**Consegna scritta:** Riscrivi la parte del testo sull'Opus Dei che si apre con le parole contenenti "Emanuela, lei è" e si chiude con "della sua esperienza?", sostituendo "testimonianza diretta" con "testimonianza personale".

**Brano proposto:**
________

Come vivono i numerari. La caccia alle vocazioni. I documenti 'non ufficiali' occultati alla Chiesa. Il violento distacco dalla famiglia. La manipolazione delle coscienze. L'espropriazione dei beni. Il lavoro non retribuito. Il libro dell'ex numeraria Emanuela Provera 'Dentro l'Opus Dei' edito da Chiarelettere nasce da un forum on line privato e non accessibile. Qui, per più di un anno si sono 'incontrati' gli ex numerari italiani, uomini e donne con grande sensibilità religiosa, in passato 'rapiti' dalla missione: fare l'Opus Dei nel mondo. Storie italiane, da Milano a Palermo, da Roma a Bari. Raccontano di un nuovo integralismo che attraversa la nostra società: asili nido, centri sportivi, scuole, residenze universitarie. Tutto 'bellissimo' e organizzato grazie alla potenza finanziaria dell'Opera. Piogge di fondi, anche dallo Stato. Così funziona la milizia di Dio voluta da Josemarìa Escrivà de Balaguer.
Emanuela, lei è stata una numeraria dell'Opera dal 1986 al 2000: quali sono i motivi che l'hanno spinta a fornire una testimonianza diretta della sua esperienza?
"Il motivo principale è quello dell'informazione. Mi sono accorta, vivendo nell'Opus Dei, che non c'era una comunicazione corretta, innanzitutto nei confronti delle istituzioni e poi, in seconda battuta, di tutti i cittadini. Per cui, l'esigenza di informare, spinta da una sensibilità sociale, mi ha portato a testimoniare, a continuare a informare i cittadini e le istituzioni di quello che è veramente l'Opus Dei".
Esiste un mondo sconosciuto alla maggior parte di noi: chi fa parte dell'impalpabile gerarchia dell'Opus Dei?
"Al momento, è impossibile conoscere con certezza gli appartenenti alla Prelatura. Questo per un motivo molto preciso: l'Opus Dei è stata riconosciuta da Carol Wojtyla come 'prelatura personale' con l'obiettivo principale da parte dell'istituzione e dell'organizzazione dell'Opus Dei di essere svincolata da qualunque tipo di controllo, in particolar modo sul numero delle ammissioni e sul numero delle dimissioni. Questo l'ha ottenuto con la 'prelatura personale', che prevede una dipendenza dell'istituzione dalla Sacra Congregazione dei Vescovi. Ciò significa mancanza di controllo per cui, allo stato attuale, neppure le due interpellanze parlamentari hanno potuto concedere alle istituzioni governative di conoscere gli appartenenti all'istituzione".
"Porte spalancate per chi vuole uscire, semmai porte socchiuse per chi vuole aderire": lei che come ha vissuto l'accerchiamento incantatore dell'Opus?

________

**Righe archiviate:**
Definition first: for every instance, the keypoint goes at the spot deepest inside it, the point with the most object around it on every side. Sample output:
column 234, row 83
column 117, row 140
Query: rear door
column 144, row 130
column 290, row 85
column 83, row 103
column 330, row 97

________

**Risultato del compito:**
Emanuela, lei è stata una numeraria dell'Opera dal 1986 al 2000: quali sono i motivi che l'hanno spinta a fornire una testimonianza personale della sua esperienza?